* [BRIEF]:
Copy each line below exactly and leave the pictures out.

[Data extracted from a collection]
==============================

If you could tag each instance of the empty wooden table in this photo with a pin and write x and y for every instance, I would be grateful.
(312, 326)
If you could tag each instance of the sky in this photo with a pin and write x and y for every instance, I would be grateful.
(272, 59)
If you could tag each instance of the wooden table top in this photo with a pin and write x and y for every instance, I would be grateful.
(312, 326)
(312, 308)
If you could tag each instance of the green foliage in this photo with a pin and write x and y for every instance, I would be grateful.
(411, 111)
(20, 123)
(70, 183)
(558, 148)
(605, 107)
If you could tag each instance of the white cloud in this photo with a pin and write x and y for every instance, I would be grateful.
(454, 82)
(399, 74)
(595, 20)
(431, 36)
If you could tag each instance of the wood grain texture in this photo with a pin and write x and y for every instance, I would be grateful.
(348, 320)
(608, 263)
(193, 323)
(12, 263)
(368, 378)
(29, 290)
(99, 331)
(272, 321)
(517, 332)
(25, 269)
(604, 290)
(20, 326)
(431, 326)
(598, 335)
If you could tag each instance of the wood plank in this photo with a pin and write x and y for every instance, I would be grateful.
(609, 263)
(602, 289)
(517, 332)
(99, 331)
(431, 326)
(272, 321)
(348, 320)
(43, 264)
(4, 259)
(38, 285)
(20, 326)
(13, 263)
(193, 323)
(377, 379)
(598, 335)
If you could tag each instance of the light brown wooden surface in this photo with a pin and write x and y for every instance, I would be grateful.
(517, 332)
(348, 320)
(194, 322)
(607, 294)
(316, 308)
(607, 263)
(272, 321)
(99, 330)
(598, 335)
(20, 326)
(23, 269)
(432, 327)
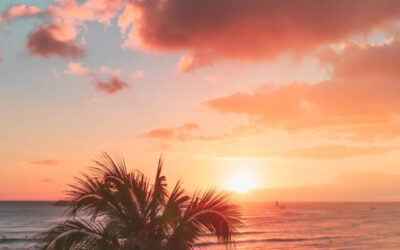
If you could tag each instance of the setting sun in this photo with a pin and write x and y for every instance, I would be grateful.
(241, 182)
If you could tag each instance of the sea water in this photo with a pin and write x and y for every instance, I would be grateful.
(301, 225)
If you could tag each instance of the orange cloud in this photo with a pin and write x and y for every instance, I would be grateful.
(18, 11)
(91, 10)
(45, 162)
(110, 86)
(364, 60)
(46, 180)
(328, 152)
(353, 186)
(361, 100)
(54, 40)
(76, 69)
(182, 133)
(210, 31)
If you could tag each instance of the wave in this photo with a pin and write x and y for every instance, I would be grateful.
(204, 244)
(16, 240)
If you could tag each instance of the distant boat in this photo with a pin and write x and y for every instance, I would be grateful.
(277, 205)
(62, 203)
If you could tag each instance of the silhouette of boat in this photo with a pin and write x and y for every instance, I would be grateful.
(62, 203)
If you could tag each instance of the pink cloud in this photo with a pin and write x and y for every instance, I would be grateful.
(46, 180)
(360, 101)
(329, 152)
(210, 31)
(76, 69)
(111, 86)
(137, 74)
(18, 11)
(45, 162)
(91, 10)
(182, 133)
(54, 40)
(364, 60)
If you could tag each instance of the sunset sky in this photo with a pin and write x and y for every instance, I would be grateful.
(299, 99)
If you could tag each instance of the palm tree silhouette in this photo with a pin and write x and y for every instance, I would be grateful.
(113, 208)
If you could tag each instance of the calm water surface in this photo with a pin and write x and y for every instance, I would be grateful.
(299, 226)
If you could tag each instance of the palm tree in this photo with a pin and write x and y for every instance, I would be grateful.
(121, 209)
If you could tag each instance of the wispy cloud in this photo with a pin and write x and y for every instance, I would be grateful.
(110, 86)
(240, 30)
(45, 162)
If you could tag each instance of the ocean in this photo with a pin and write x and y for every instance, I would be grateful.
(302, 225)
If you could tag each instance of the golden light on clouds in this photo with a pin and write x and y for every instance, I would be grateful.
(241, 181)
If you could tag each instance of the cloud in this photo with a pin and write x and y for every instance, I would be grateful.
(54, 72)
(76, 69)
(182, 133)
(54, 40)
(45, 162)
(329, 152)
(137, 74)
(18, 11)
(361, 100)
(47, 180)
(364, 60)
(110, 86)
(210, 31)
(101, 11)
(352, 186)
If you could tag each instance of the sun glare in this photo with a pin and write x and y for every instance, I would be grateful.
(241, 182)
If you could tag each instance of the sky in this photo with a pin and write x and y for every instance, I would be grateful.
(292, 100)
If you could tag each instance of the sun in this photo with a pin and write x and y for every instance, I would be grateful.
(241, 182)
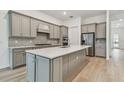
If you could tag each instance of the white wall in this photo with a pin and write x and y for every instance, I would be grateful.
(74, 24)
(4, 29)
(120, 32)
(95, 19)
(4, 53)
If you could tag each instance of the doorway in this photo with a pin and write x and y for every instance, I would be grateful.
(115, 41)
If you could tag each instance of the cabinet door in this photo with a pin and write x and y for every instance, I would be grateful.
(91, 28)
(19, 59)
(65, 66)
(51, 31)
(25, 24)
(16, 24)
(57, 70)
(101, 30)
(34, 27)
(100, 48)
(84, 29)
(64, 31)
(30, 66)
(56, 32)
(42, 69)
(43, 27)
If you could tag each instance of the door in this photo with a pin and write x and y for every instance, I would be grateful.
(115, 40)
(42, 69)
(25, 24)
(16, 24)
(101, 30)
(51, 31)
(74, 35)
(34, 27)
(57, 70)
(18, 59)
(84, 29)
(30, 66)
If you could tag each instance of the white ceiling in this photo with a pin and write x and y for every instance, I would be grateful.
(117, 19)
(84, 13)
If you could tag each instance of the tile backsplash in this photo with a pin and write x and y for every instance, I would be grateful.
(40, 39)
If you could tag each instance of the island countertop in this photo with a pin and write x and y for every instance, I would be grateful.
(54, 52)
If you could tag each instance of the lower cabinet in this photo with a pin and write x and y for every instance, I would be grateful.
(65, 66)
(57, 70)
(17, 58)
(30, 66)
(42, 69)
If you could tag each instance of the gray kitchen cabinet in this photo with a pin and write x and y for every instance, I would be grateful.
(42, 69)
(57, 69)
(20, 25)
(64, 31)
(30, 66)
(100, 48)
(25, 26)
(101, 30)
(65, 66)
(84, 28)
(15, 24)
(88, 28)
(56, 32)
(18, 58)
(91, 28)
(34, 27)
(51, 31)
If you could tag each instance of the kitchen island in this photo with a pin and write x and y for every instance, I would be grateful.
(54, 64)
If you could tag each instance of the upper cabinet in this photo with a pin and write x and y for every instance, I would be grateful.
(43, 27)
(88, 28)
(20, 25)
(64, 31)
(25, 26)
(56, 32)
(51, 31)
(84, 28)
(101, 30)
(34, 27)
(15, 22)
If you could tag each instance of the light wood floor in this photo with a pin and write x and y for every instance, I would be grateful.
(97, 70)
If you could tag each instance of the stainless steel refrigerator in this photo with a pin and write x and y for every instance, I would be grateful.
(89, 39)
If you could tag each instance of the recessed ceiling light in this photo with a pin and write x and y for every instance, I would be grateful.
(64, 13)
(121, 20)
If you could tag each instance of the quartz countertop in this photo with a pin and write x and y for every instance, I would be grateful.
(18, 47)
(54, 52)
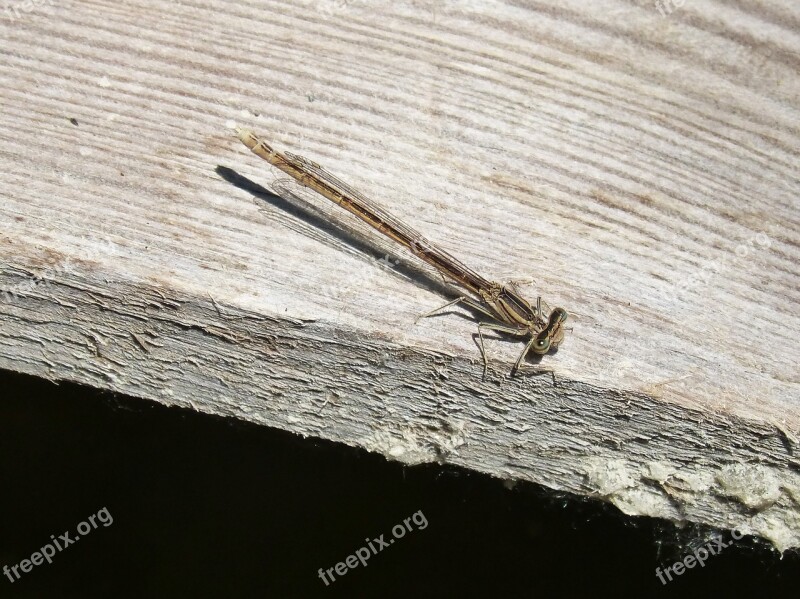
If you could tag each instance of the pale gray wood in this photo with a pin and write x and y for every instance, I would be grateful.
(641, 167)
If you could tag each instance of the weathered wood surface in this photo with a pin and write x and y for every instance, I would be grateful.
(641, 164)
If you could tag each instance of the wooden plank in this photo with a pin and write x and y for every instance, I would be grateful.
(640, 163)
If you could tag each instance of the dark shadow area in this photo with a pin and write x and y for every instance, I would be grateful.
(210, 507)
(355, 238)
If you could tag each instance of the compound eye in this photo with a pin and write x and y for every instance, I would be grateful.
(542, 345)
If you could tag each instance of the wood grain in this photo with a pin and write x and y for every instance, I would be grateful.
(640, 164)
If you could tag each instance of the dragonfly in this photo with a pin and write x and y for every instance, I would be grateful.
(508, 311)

==============================

* [RESULT]:
If you could tag each instance of the empty wooden table in this photo with a pin and write x and y for every instance, I would be grateful.
(312, 326)
If you could tag each instance of the sky in this photo with a pin and write x and y for every instance, I would be grateful.
(272, 59)
If you could tag each instance of the wooden table top in this photo with a pin and write x and y for every instance, I would be grateful.
(312, 326)
(312, 308)
If you could tag each instance of the green foliage in this photo with a pin and write x and y for every instance, I would be grateful.
(411, 111)
(20, 123)
(70, 183)
(558, 148)
(605, 107)
If you could tag each instance of the white cloud in this photo with a pin and write x and y for every instance, I would be grateful.
(454, 82)
(399, 74)
(595, 20)
(431, 36)
If you could tag each instance of the wood grain texture in this photo with a pin and write x and y for every instance, I would be grateful.
(348, 320)
(608, 263)
(193, 323)
(12, 263)
(368, 378)
(29, 290)
(99, 331)
(272, 321)
(517, 332)
(25, 269)
(604, 290)
(20, 326)
(431, 326)
(598, 335)
If you could tag each instance of the wood plank in this photo with a pin and write x and y for every instance, I would be grateful.
(609, 263)
(602, 289)
(517, 332)
(99, 331)
(431, 326)
(272, 321)
(348, 320)
(43, 264)
(4, 259)
(38, 285)
(20, 326)
(13, 263)
(193, 323)
(377, 379)
(598, 335)
If you could tag each instance of the light brown wooden surface in this photo with a pin and write x and y for every instance, I would be grateful.
(517, 332)
(348, 320)
(194, 322)
(607, 294)
(316, 308)
(607, 263)
(272, 321)
(99, 330)
(598, 335)
(20, 326)
(23, 269)
(432, 327)
If you could tag each instance of the setting sun in this photo with a pin and write x and y for every instance, I would be grateful.
(241, 182)
If you could tag each instance of the sea water in this photo with a pin and write x and y for every instance, I would be grateful.
(301, 225)
If you could tag each instance of the orange cloud in this photo with a pin and write x and y for every instance, I would be grateful.
(18, 11)
(91, 10)
(45, 162)
(110, 86)
(364, 60)
(46, 180)
(328, 152)
(353, 186)
(361, 100)
(54, 40)
(76, 69)
(182, 133)
(210, 31)
If you could tag each instance of the wave in this photo with a pin and write x and y for every instance, I would be grateful.
(204, 244)
(16, 240)
If you could tag each instance of the distant boat in this photo with a pin and write x and y for every instance, I would be grateful.
(277, 205)
(62, 203)
If you could tag each instance of the silhouette of boat in this photo with a pin and write x and y for every instance, I would be grateful.
(62, 203)
If you could tag each instance of the pink cloud in this photo with a pin and write x and y for every instance, I would be grateful.
(46, 180)
(360, 101)
(329, 152)
(210, 31)
(76, 69)
(111, 86)
(137, 74)
(18, 11)
(45, 162)
(91, 10)
(182, 133)
(54, 40)
(364, 60)
If you could tag each instance of the sunset sky in this photo with a pin and write x and y for every instance, I would be grateful.
(299, 99)
If you could tag each instance of the palm tree silhouette in this photo with a pin and write x and y for every instance, I would be grateful.
(113, 208)
If you could tag each instance of the calm water surface in this photo with a pin and write x and y for every instance, I would be grateful.
(299, 226)
If you could tag each instance of the palm tree in this photo with a pin and write x and y for every instance, I would be grateful.
(121, 209)
If you could tag each instance of the wispy cloud in this photo with a pin and write x and y for every instance, I would be grateful.
(110, 86)
(240, 30)
(45, 162)
If you could tag each instance of the ocean in this photo with a pin and write x and y for every instance, I would be grateful.
(302, 225)
If you could tag each instance of the golden light on clouds in this photo with a pin and write x and y for every instance, I would be grateful.
(241, 181)
If you could tag each instance of the cloud in this photo with a pin and write x and y for every instance, I would be grateful.
(54, 72)
(76, 69)
(182, 133)
(54, 40)
(45, 162)
(329, 152)
(137, 74)
(18, 11)
(361, 100)
(47, 180)
(364, 60)
(110, 86)
(210, 31)
(101, 11)
(352, 186)
If you could tag each instance of the sun glare in this photo with a pin and write x and y for every instance, I would be grateful.
(241, 182)
If you could tag each instance of the sky in this photo with a pin and write x and y for every instance, I would be grateful.
(292, 100)
If you could tag each instance of the sun in this photo with a pin and write x and y for every instance, I would be grateful.
(241, 182)
If you could tag each instance of the white wall in this photo with a pin and write x and y for every instance, I would be grateful.
(74, 24)
(4, 29)
(120, 32)
(95, 19)
(4, 53)
If you could tag each instance of the doorway in this photo with a pin and write x and y for every instance, I would be grateful.
(115, 41)
If you could tag each instance of the cabinet door in this photo with a pin and write x and y for every instance, I would be grateful.
(91, 28)
(19, 59)
(65, 66)
(51, 31)
(25, 24)
(16, 24)
(57, 70)
(101, 30)
(34, 27)
(100, 48)
(84, 29)
(64, 31)
(30, 66)
(56, 32)
(42, 69)
(43, 27)
If you could tag each instance of the door in this photo with a pin and write x and y for every instance, I would be grateful.
(115, 40)
(42, 69)
(25, 24)
(16, 24)
(101, 30)
(51, 31)
(74, 35)
(34, 27)
(57, 70)
(18, 59)
(84, 29)
(30, 66)
If you could tag each instance of the white ceiling in this photo with a pin and write x and y for every instance, I would be grateful.
(117, 19)
(84, 13)
If you could tag each instance of the tile backsplash in this photo with a pin and write x and y for every instance, I would be grateful.
(40, 39)
If you could tag each instance of the island countertop in this photo with a pin and write x and y for every instance, I would be grateful.
(54, 52)
If you could tag each instance of the lower cabinet in this photo with a pin and write x and y for every instance, I would be grateful.
(65, 66)
(57, 70)
(17, 58)
(30, 66)
(42, 69)
If you could tag each instance of the gray kitchen cabinet in this photo with a pin and write x and y for every instance, I would be grateful.
(42, 69)
(57, 69)
(20, 25)
(64, 31)
(30, 66)
(100, 48)
(25, 26)
(101, 30)
(65, 66)
(84, 28)
(15, 24)
(88, 28)
(56, 32)
(18, 58)
(91, 28)
(34, 27)
(51, 31)
If you could tag each instance of the kitchen island in this photo with a pin and write x and y for every instance, I would be grateful.
(54, 64)
If you could tag each instance of the upper cabinet in this photo with a pin and write x and y for every instance, I would be grateful.
(43, 27)
(88, 28)
(20, 25)
(64, 31)
(25, 26)
(56, 32)
(51, 31)
(84, 28)
(101, 30)
(34, 27)
(15, 22)
If you could tag each instance of the light wood floor in this photo with a pin and write x and y for every instance, I would be grateful.
(97, 70)
If you could tag each instance of the stainless steel refrigerator in this photo with a pin and write x and y for every instance, I would be grateful.
(89, 39)
If you could tag each instance of the recessed ceiling light in this photo with a pin and write x and y for every instance, I would be grateful.
(64, 13)
(121, 20)
If you could tag each instance of the quartz countertop in this photo with a pin and write x and y for every instance, I would be grateful.
(18, 47)
(54, 52)
If you could tag each instance of the pale gray wood in this photo with a pin and write x and y for every instance, I would be grateful.
(641, 167)
If you could tag each instance of the weathered wood surface in this photo with a pin and write x and y for every instance, I would be grateful.
(641, 164)
If you could tag each instance of the wooden plank in this photo with a pin and write x and y for every instance, I would be grateful.
(640, 163)
If you could tag each instance of the dark shadow area in this photo with a pin and write x and y for every instance, I would be grateful.
(210, 507)
(355, 238)
If you could tag each instance of the compound eye in this photo with a pin and write x and y for every instance, I would be grateful.
(542, 345)
If you could tag each instance of the wood grain in this photo with a pin and write x and y for every instance, I would be grateful.
(640, 164)
If you could tag each instance of the dragonfly in this photo with a pin and write x and y for every instance, I would be grateful.
(508, 311)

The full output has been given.